##### Sayfa #####

100. yılını kutladığımız Cumhuriyetimizde, 2023 itibariyle hala ve yine yeni yeniden…

Trajikomik bir şekilde -kimsenin adil olduğunu sorgulayamayacağı bir seçim yapmayı- başaramamış gözükürken… Gözümüzün bebeği Göztepe Bodrumspor deplasmanında Traore asistinde Ngalina ile 0-1 öne geçse de, sonrasında sevgili Arda Özçimen’in büyük hatasıyla yediği gole engel olamayınca sahadan 1-1’lik sonuç ve bir puanla ayrılarak… Play off ilk maçında yine aynı sahada aynı rakip Bodrumspor ile oynamaya hak kazandı.
***
Takım bu sonuçla ligin ikinci devresini maç başı ortalama 2 puan ile… Ligin tamamını ise en az gol yiyen ikinci takım olarak… En çok gol atanlar arasında ise 9. sırada tamamladılar…
***
Kaptanlığı kendisinin devretmiş olduğunu dilediğim Yasin Öztekin’i fazla kızakta tutmuşlar… Form kaybetmiş… İlk devre 24 puan alındıysa en az yarısında o vardı ve play off'ta kağıt üzerinde en tehlikeli oyuncu o… Umarım bu kısıtlı sürede tekrar forma sokulabilir.

##### Sağlanan Veriler #####

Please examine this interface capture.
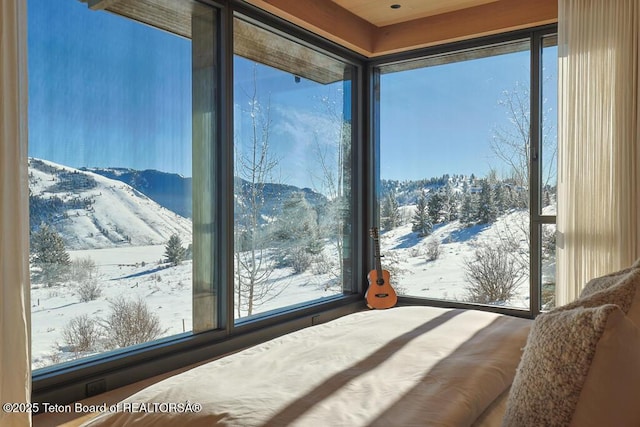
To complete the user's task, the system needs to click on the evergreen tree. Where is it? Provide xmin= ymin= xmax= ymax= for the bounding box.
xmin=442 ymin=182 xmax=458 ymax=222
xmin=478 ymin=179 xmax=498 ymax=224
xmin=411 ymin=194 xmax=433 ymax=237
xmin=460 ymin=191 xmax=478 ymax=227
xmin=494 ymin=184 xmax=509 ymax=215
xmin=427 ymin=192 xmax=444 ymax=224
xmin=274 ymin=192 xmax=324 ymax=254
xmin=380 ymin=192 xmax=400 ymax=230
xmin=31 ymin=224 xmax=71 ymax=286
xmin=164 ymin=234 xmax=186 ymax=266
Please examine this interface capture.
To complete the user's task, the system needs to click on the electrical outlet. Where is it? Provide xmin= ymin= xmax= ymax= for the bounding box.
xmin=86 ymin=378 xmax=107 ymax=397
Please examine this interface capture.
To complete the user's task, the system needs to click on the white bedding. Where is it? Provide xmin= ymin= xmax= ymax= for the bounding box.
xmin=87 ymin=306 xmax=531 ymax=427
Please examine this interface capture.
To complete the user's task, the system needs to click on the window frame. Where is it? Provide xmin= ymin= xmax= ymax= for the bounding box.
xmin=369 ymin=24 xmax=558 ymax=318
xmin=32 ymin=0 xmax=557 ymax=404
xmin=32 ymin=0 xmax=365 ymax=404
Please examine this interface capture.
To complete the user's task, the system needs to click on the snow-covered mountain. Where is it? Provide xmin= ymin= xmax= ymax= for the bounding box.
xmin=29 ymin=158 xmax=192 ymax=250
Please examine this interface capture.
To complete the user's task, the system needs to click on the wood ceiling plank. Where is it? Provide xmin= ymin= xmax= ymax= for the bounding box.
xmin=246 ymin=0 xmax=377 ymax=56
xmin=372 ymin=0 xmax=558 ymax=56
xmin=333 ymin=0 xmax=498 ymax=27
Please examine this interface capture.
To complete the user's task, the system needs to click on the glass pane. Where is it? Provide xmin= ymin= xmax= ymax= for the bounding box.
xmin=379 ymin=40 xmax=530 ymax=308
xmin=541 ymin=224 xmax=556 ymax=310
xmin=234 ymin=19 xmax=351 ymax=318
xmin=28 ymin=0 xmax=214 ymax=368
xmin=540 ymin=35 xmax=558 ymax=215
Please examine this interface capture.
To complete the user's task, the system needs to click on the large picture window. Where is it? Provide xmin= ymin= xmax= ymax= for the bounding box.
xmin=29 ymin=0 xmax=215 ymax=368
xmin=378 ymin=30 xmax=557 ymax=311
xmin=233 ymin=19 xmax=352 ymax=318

#####
##### Sağlanan Veriler #####

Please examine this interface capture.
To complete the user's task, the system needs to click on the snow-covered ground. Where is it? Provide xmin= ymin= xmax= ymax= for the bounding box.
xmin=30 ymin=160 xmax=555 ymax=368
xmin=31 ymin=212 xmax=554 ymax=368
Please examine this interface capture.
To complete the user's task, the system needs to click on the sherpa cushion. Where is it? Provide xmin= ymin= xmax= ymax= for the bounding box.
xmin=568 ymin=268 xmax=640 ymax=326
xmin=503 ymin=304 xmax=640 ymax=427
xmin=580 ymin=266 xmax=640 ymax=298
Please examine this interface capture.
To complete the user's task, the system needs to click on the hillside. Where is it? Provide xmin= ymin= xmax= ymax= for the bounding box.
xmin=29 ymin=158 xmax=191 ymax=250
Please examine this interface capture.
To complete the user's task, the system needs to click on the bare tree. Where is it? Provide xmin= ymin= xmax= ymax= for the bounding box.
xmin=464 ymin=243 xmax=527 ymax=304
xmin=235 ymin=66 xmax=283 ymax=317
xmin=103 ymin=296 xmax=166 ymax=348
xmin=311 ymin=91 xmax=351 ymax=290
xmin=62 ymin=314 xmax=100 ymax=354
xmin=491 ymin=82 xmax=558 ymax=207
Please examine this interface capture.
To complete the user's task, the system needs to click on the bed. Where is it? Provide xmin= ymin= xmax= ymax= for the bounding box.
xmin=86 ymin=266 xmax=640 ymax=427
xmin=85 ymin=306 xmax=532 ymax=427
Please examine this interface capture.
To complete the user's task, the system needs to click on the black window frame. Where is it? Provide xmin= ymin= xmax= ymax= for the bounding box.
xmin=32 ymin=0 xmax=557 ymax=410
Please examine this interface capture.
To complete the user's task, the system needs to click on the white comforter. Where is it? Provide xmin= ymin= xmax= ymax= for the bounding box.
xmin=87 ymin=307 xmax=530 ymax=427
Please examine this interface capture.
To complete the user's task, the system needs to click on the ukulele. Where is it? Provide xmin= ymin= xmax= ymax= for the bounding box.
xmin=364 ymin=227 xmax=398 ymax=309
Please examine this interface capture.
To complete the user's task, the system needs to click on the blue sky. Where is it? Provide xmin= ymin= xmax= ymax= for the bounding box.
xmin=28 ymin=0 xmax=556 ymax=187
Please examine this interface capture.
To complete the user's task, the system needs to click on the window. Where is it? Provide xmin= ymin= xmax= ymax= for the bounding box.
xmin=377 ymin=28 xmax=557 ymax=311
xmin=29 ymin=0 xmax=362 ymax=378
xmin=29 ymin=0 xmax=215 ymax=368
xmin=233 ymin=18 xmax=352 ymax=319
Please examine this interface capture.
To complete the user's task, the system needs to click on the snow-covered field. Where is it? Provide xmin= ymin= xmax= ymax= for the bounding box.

#####

Yönergeler:
A - Göztepe yazısında "Trajikomik bir şekilde" ifadesinden aşağıya, "tekrar forma sokulabilir." ifadesine kadar her şeyi yeniden yazın; bunu yaparken "Bodrumspor" adını "Sakaryaspor" olarak değiştirin.
B - Verilerde "frame" dizesini içeren bütün satırları seçip aynen kopyalayın. Büyük/küçük harf ayrımı gözetilmelidir.

Görev Yanıtları:
A -
Trajikomik bir şekilde -kimsenin adil olduğunu sorgulayamayacağı bir seçim yapmayı- başaramamış gözükürken… Gözümüzün bebeği Göztepe Sakaryaspor deplasmanında Traore asistinde Ngalina ile 0-1 öne geçse de, sonrasında sevgili Arda Özçimen’in büyük hatasıyla yediği gole engel olamayınca sahadan 1-1’lik sonuç ve bir puanla ayrılarak… Play off ilk maçında yine aynı sahada aynı rakip Sakaryaspor ile oynamaya hak kazandı.
***
Takım bu sonuçla ligin ikinci devresini maç başı ortalama 2 puan ile… Ligin tamamını ise en az gol yiyen ikinci takım olarak… En çok gol atanlar arasında ise 9. sırada tamamladılar…
***
Kaptanlığı kendisinin devretmiş olduğunu dilediğim Yasin Öztekin’i fazla kızakta tutmuşlar… Form kaybetmiş… İlk devre 24 puan alındıysa en az yarısında o vardı ve play off'ta kağıt üzerinde en tehlikeli oyuncu o… Umarım bu kısıtlı sürede tekrar forma sokulabilir.

B -
To complete the user's task, the system needs to click on the window frame. Where is it? Provide xmin= ymin= xmax= ymax= for the bounding box.
To complete the user's task, the system needs to click on the black window frame. Where is it? Provide xmin= ymin= xmax= ymax= for the bounding box.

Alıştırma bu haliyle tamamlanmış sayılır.